▶ [WORK INSTRUCTIONS]:
Retype the entire listing, keeping every word as it is.

▶ [THE DATA]:

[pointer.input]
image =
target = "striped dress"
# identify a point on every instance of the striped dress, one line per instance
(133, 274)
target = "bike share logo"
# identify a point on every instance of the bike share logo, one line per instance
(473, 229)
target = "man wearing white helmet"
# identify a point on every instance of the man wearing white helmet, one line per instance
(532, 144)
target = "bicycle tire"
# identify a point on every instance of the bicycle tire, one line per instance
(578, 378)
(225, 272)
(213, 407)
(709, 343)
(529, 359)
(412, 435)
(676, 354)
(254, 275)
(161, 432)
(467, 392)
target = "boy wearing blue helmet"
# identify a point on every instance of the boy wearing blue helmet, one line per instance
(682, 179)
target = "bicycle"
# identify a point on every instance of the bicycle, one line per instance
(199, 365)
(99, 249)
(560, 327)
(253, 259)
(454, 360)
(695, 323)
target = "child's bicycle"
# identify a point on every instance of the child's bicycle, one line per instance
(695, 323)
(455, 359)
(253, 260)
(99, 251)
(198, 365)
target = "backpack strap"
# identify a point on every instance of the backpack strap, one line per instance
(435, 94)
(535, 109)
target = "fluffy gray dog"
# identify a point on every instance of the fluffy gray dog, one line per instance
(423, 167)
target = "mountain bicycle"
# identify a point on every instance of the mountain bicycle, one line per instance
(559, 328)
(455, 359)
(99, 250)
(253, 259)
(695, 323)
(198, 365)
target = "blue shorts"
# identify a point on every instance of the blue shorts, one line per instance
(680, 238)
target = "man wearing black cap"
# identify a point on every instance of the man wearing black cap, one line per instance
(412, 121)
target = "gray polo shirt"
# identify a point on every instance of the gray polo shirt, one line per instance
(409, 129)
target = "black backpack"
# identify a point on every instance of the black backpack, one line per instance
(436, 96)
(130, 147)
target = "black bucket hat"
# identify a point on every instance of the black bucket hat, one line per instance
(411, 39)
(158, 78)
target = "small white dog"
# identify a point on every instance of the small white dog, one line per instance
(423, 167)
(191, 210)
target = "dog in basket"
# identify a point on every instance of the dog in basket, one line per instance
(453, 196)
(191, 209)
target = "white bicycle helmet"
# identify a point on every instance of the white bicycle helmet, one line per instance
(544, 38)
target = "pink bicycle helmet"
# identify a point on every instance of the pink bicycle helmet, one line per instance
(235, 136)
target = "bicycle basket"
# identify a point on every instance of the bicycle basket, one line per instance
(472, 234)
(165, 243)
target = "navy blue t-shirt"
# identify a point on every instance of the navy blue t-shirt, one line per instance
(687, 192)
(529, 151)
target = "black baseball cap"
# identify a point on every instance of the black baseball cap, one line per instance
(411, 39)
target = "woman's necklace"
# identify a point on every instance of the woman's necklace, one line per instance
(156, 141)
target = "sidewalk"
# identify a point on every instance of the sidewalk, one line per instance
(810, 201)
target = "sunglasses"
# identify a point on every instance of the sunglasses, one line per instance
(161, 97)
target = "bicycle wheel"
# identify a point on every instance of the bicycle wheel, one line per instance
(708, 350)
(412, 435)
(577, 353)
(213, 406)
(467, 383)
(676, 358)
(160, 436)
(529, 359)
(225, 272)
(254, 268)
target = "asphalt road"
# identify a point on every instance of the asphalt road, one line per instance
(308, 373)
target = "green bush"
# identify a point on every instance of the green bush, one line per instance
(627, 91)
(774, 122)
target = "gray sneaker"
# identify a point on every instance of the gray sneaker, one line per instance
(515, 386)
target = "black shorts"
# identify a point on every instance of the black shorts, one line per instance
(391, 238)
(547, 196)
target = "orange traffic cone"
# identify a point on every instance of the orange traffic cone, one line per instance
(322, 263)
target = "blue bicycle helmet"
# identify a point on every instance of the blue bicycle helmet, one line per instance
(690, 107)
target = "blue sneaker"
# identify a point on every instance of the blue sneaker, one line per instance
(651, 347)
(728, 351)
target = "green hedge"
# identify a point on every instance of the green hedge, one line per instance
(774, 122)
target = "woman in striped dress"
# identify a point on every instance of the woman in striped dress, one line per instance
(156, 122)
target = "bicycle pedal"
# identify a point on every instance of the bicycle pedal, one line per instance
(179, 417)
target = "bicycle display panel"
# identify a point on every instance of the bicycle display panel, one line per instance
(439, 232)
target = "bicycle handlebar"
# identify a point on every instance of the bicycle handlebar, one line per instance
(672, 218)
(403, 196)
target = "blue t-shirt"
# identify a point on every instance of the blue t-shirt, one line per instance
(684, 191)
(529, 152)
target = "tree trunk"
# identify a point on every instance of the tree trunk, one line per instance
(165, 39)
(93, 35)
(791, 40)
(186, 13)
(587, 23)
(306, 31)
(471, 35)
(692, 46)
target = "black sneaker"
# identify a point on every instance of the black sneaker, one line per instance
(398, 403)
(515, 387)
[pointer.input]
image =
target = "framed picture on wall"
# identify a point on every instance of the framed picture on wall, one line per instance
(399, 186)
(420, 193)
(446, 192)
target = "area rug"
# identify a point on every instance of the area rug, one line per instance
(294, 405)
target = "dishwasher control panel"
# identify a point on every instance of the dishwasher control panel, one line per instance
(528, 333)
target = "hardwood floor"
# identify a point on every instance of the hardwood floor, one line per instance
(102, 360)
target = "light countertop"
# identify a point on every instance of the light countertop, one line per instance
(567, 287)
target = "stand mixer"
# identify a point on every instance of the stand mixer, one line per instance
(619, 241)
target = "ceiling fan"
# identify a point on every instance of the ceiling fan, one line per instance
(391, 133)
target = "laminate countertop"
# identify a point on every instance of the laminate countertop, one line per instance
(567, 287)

▶ [YOUR SOLUTION]:
[pointer.input]
image =
target = "striped dress"
# identify a point on every instance of the striped dress, one line per instance
(133, 274)
target = "bike share logo"
# identify a point on every instance of the bike share logo, one line per instance
(473, 229)
target = "man wearing white helmet"
# identify a point on every instance of the man wearing white helmet, one line per instance
(532, 144)
target = "bicycle tire"
# identify a point on every instance of the bicycle tire, one line per instance
(578, 378)
(225, 272)
(213, 407)
(709, 343)
(529, 359)
(412, 435)
(676, 354)
(254, 275)
(161, 432)
(467, 392)
target = "boy wearing blue helmet"
# identify a point on every instance of the boy wearing blue helmet, one line per instance
(682, 179)
target = "bicycle"
# identify a point on every instance of the bicycle, one line per instance
(199, 365)
(99, 249)
(560, 327)
(253, 259)
(454, 360)
(695, 323)
target = "child's bicycle"
# identify a point on every instance of the child's bicycle, one line per instance
(695, 323)
(455, 359)
(253, 260)
(99, 251)
(198, 365)
target = "backpack strap"
# identify a point on every instance of the backpack strap, one line per instance
(435, 94)
(535, 109)
target = "fluffy gray dog"
# identify a point on every instance of the fluffy gray dog, one line per instance
(423, 167)
target = "mountain bicycle"
# identify a point on every instance of the mountain bicycle, one line per instance
(559, 328)
(455, 359)
(99, 250)
(253, 259)
(695, 323)
(198, 365)
target = "blue shorts"
# identify a point on every instance of the blue shorts, one line per instance
(680, 238)
target = "man wearing black cap"
# identify a point on every instance of the man wearing black cap, one line per instance
(412, 121)
target = "gray polo shirt"
# identify a point on every instance of the gray polo shirt, one line per instance
(409, 129)
target = "black backpack"
# identify a point on every instance of the black backpack, one line per instance
(436, 96)
(130, 147)
target = "black bucket hat"
# identify a point on every instance of the black bucket hat, one line per instance
(411, 39)
(158, 78)
target = "small white dog"
# identify a point on every instance of the small white dog, one line per instance
(423, 167)
(191, 210)
target = "dog in basket"
# identify a point on every instance of the dog in basket, one line per instance
(453, 196)
(191, 209)
target = "white bicycle helmet"
# identify a point on every instance of the white bicycle helmet, one line per instance
(544, 38)
target = "pink bicycle helmet"
# identify a point on every instance of the pink bicycle helmet, one line per instance
(235, 136)
target = "bicycle basket"
# identify a point on every instance of the bicycle basket, one line per instance
(472, 234)
(165, 243)
target = "navy blue t-shirt"
# identify a point on every instance of the navy blue t-shirt, one line per instance
(687, 192)
(529, 151)
target = "black baseball cap"
# identify a point on every instance of the black baseball cap, one line per instance
(411, 39)
target = "woman's necklace"
# identify a point on every instance of the woman's necklace, one line per instance
(156, 141)
target = "sidewalk"
# identify a point on every instance of the sidewalk, one line per instance
(810, 201)
target = "sunglasses"
# identify a point on every instance of the sunglasses, one line per instance
(161, 97)
target = "bicycle wheel"
# identify a point on every instance of the bicycle wheel, one line per instance
(708, 350)
(412, 435)
(577, 353)
(213, 406)
(467, 383)
(676, 358)
(160, 436)
(529, 359)
(225, 272)
(254, 268)
target = "asphalt road"
# identify a point on every instance of the asphalt road, one line per instance
(308, 373)
target = "green bush"
# identify a point on every instance of the green bush, one line per instance
(627, 91)
(774, 122)
target = "gray sneaker"
# identify a point on every instance of the gray sneaker, one line per instance
(515, 386)
target = "black shorts"
# identify a point on every instance of the black shorts, one line per instance
(391, 238)
(547, 196)
target = "orange traffic cone"
# identify a point on every instance of the orange traffic cone, one line per instance
(322, 263)
target = "blue bicycle helmet"
# identify a point on every instance of the blue bicycle helmet, one line per instance
(690, 107)
target = "blue sneaker"
# identify a point on every instance of the blue sneaker, one line per instance
(651, 347)
(728, 351)
target = "green hedge"
# identify a point on every instance of the green hedge, one line per instance
(774, 122)
target = "woman in striped dress"
# identify a point on every instance of the woman in striped dress, one line per instance
(156, 122)
target = "bicycle pedal"
# identify a point on every instance of the bicycle pedal, one line per instance
(179, 417)
target = "bicycle display panel"
# identify a point on every instance of the bicycle display panel, one line per instance
(439, 232)
target = "bicycle handlebar"
# identify a point on every instance of the bicycle handlebar, one line per instance
(672, 218)
(403, 196)
target = "blue t-shirt"
# identify a point on every instance of the blue t-shirt, one line per instance
(684, 191)
(529, 152)
target = "tree trunk"
# identify a point on every instance of the tree trunk, one line per instance
(165, 39)
(93, 35)
(791, 40)
(186, 13)
(587, 23)
(306, 31)
(471, 35)
(692, 46)
target = "black sneaker"
# identify a point on every instance of the black sneaker, one line per instance
(398, 403)
(515, 387)
[pointer.input]
image =
target = "framed picture on wall"
# identify a point on every instance of the framed picture on wall, one line per instance
(399, 186)
(420, 193)
(446, 192)
target = "area rug"
# identify a point on every instance of the area rug, one line per instance
(294, 405)
target = "dishwasher control panel"
# identify a point on every instance of the dishwasher control panel, one line per instance
(528, 333)
target = "hardwood floor"
# identify a point on every instance of the hardwood floor, one line per instance
(102, 360)
target = "light countertop"
# identify a point on every instance of the light countertop, one line per instance
(567, 287)
target = "stand mixer"
# identify a point on every instance of the stand mixer, one line per instance
(619, 241)
target = "ceiling fan"
# identify a point on every instance of the ceiling fan, one line per instance
(391, 133)
target = "laminate countertop"
# identify a point on every instance of the laminate countertop, one line per instance
(567, 287)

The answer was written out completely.